> _Provided text_:
'''

At the Battle of Trafalgar on 21 October 1805, Royal Sovereign was the first ship in Collingwood's division to breach the enemy lines, and Collingwood and Rotheram appear to have reconciled some of their differences as they cooperated well in handling the ship. Collingwood even called to his captain; "Rotheram, what would Nelson give to be here!", Nelson's HMS Victory being several minutes behind Royal Sovereign in engaging the enemy. Rotheram was also noted during the action for refusing to remove his full dress uniform and large cocked hat, apparel which was not only impractical in a naval engagement but which also marked him as a target for enemy snipers.

'''

> _What to work on_:
Can you extract everything in the Trafalgar passage from "At the Battle" down to "for enemy snipers.", word for word?

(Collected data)
'''

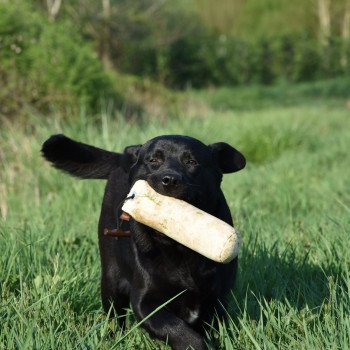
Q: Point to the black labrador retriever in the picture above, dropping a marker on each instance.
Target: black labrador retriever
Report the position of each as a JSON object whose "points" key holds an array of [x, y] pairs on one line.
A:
{"points": [[148, 268]]}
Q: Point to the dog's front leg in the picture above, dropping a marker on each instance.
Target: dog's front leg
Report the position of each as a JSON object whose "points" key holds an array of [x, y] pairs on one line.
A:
{"points": [[165, 325]]}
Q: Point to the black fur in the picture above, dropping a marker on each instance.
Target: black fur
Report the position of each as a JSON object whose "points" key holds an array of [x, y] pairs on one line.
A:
{"points": [[149, 268]]}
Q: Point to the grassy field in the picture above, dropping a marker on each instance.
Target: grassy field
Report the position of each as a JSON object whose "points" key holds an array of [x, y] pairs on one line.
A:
{"points": [[291, 204]]}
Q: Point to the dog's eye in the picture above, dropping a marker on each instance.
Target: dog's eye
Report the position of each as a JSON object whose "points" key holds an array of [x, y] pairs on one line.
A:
{"points": [[191, 162]]}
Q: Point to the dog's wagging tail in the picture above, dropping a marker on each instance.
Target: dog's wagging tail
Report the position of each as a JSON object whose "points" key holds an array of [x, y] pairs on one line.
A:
{"points": [[147, 268]]}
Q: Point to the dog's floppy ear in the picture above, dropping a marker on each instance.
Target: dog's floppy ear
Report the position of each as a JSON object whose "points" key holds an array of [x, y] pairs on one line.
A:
{"points": [[229, 159], [79, 159], [130, 156]]}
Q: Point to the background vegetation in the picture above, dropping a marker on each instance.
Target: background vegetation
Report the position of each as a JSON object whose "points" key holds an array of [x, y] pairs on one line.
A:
{"points": [[57, 54], [271, 77]]}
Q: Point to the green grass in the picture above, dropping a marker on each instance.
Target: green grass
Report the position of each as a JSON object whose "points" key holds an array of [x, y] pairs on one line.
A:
{"points": [[291, 204]]}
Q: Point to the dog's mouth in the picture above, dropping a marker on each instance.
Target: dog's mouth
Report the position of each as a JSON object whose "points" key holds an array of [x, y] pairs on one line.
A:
{"points": [[178, 191]]}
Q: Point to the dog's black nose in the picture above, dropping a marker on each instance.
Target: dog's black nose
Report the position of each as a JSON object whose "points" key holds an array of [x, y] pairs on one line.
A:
{"points": [[171, 180]]}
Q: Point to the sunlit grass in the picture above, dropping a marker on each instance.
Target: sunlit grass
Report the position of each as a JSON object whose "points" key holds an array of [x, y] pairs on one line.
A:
{"points": [[291, 204]]}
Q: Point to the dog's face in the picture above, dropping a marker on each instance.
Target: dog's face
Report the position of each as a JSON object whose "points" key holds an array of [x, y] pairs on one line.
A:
{"points": [[184, 168]]}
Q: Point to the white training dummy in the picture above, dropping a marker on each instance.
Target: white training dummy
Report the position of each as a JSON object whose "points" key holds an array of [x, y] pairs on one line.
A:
{"points": [[181, 221]]}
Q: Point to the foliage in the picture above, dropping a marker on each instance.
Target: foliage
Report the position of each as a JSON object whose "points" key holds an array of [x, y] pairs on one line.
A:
{"points": [[47, 65], [291, 204]]}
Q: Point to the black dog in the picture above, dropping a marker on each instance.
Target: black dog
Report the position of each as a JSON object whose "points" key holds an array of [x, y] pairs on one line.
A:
{"points": [[149, 268]]}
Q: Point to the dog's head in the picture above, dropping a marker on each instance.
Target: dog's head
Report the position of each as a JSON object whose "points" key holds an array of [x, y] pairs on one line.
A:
{"points": [[184, 168], [176, 166]]}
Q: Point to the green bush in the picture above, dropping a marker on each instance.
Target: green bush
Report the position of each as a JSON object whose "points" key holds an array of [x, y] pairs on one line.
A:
{"points": [[47, 65]]}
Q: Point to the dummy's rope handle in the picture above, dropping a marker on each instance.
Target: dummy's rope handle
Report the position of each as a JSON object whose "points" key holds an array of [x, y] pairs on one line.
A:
{"points": [[119, 232]]}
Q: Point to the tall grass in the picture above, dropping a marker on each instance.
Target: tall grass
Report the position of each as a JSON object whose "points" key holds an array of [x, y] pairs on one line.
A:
{"points": [[291, 204]]}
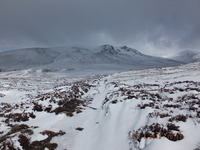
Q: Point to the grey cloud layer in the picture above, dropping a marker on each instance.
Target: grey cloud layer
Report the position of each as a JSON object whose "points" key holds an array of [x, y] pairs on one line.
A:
{"points": [[144, 24]]}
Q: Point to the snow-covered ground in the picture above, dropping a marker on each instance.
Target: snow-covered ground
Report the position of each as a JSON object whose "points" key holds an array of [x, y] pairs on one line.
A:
{"points": [[148, 109]]}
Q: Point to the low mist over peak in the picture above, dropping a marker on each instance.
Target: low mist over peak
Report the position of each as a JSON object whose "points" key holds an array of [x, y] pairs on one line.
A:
{"points": [[80, 61], [155, 27]]}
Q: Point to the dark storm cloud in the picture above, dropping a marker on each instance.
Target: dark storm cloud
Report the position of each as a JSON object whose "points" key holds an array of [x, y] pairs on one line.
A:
{"points": [[153, 26]]}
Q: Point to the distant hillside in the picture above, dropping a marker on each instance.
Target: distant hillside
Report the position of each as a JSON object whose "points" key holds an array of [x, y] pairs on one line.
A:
{"points": [[187, 56], [102, 59]]}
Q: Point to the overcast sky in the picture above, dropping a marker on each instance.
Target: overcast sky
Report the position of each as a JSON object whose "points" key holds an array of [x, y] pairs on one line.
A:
{"points": [[156, 27]]}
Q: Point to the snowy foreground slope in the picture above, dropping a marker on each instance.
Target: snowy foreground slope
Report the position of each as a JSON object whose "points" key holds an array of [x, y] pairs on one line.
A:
{"points": [[149, 109]]}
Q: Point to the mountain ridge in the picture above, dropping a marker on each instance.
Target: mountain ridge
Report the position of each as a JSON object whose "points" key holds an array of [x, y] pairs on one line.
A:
{"points": [[105, 58]]}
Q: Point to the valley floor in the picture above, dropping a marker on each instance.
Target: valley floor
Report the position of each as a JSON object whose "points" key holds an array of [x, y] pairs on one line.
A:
{"points": [[149, 109]]}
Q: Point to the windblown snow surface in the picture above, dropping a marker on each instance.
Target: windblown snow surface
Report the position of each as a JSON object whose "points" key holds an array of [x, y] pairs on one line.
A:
{"points": [[149, 109]]}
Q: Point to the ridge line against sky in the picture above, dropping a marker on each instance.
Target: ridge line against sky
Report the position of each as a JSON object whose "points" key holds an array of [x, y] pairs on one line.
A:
{"points": [[155, 27]]}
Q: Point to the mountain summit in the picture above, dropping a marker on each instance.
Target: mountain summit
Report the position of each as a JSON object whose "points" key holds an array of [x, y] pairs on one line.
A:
{"points": [[81, 61]]}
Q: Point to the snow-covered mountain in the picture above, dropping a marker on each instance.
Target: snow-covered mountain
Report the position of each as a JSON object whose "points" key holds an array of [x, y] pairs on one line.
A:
{"points": [[75, 60], [187, 56], [149, 109]]}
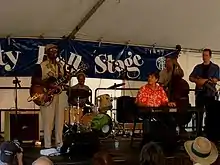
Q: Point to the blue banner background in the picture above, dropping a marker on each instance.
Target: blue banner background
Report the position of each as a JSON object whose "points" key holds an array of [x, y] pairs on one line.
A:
{"points": [[103, 60]]}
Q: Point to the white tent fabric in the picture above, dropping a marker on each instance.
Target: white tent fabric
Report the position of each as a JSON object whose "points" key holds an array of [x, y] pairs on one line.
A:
{"points": [[193, 24]]}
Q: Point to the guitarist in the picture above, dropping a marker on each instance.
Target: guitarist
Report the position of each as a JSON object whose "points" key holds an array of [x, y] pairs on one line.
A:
{"points": [[201, 74], [50, 68], [171, 78]]}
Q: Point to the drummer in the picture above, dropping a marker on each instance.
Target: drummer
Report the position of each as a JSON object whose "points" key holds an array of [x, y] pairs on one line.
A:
{"points": [[80, 86]]}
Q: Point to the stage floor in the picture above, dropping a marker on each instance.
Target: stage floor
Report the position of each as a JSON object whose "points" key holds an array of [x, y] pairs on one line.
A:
{"points": [[123, 155]]}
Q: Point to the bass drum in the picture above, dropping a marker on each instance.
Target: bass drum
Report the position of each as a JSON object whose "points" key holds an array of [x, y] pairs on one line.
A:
{"points": [[101, 124]]}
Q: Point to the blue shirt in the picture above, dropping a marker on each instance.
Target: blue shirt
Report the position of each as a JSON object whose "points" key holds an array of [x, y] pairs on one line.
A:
{"points": [[212, 72]]}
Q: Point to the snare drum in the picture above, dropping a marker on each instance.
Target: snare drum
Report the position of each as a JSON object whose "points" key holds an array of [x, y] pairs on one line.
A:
{"points": [[75, 115], [98, 123], [104, 103]]}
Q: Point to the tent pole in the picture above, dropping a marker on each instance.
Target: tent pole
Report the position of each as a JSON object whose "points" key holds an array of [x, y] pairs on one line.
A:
{"points": [[85, 19]]}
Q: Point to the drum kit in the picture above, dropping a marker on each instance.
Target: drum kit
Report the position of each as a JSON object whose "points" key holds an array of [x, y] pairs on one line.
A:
{"points": [[96, 120]]}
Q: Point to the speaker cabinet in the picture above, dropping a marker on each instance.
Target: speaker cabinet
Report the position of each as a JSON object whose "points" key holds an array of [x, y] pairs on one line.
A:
{"points": [[23, 125]]}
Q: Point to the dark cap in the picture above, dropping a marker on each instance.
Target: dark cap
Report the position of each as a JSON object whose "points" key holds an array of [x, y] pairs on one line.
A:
{"points": [[8, 151]]}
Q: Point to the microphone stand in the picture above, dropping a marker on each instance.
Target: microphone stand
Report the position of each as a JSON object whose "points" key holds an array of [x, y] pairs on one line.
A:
{"points": [[17, 84]]}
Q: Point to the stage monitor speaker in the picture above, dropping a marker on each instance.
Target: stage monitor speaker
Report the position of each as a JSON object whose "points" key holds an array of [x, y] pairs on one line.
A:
{"points": [[126, 109], [24, 126]]}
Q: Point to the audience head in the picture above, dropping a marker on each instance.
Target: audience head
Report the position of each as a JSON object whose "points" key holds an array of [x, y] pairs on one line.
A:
{"points": [[201, 151], [153, 78], [206, 55], [102, 158], [42, 161], [151, 154]]}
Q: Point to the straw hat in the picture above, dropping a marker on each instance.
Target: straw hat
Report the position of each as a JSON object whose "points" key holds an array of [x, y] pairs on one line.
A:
{"points": [[201, 151]]}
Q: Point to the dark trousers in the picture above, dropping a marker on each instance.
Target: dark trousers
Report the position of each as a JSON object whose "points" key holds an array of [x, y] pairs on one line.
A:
{"points": [[162, 130], [211, 121]]}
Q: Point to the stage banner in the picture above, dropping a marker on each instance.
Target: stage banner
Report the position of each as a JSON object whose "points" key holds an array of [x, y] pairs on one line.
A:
{"points": [[112, 61]]}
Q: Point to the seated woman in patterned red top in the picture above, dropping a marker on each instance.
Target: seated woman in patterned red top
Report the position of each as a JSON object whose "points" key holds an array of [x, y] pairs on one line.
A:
{"points": [[152, 94]]}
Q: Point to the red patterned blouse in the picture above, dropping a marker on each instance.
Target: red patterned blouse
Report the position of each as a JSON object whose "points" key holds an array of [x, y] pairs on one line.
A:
{"points": [[152, 97]]}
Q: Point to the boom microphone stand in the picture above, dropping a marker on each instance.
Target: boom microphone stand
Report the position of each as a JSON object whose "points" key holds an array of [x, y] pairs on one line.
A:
{"points": [[17, 84]]}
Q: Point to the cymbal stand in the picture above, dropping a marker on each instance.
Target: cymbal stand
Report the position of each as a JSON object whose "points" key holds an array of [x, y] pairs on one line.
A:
{"points": [[16, 82]]}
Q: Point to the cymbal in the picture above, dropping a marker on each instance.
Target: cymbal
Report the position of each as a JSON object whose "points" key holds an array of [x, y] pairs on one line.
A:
{"points": [[75, 93]]}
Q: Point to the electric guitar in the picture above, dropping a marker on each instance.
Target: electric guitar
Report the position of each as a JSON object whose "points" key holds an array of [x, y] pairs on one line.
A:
{"points": [[43, 95]]}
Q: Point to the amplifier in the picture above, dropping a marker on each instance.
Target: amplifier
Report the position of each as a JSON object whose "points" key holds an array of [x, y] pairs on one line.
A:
{"points": [[23, 126]]}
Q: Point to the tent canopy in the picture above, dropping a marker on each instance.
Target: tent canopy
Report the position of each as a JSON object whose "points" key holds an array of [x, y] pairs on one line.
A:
{"points": [[193, 24]]}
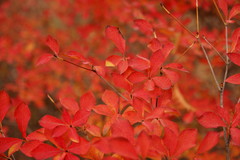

'''

> _Response area_:
At the Battle of Trafalgar on 21 October 1805, Royal Sovereign was the first ship in Collingwood's division to breach the enemy lines, and Collingwood and Rotheram appear to have reconciled some of their differences as they cooperated well in handling the ship. Collingwood even called to his captain; "Rotheram, what would Nelson give to be here!", Nelson's HMS Victory being several minutes behind Royal Sovereign in engaging the enemy. Rotheram was also noted during the action for refusing to remove his full dress uniform and large cocked hat, apparel which was not only impractical in a naval engagement but which also marked him as a target for enemy snipers.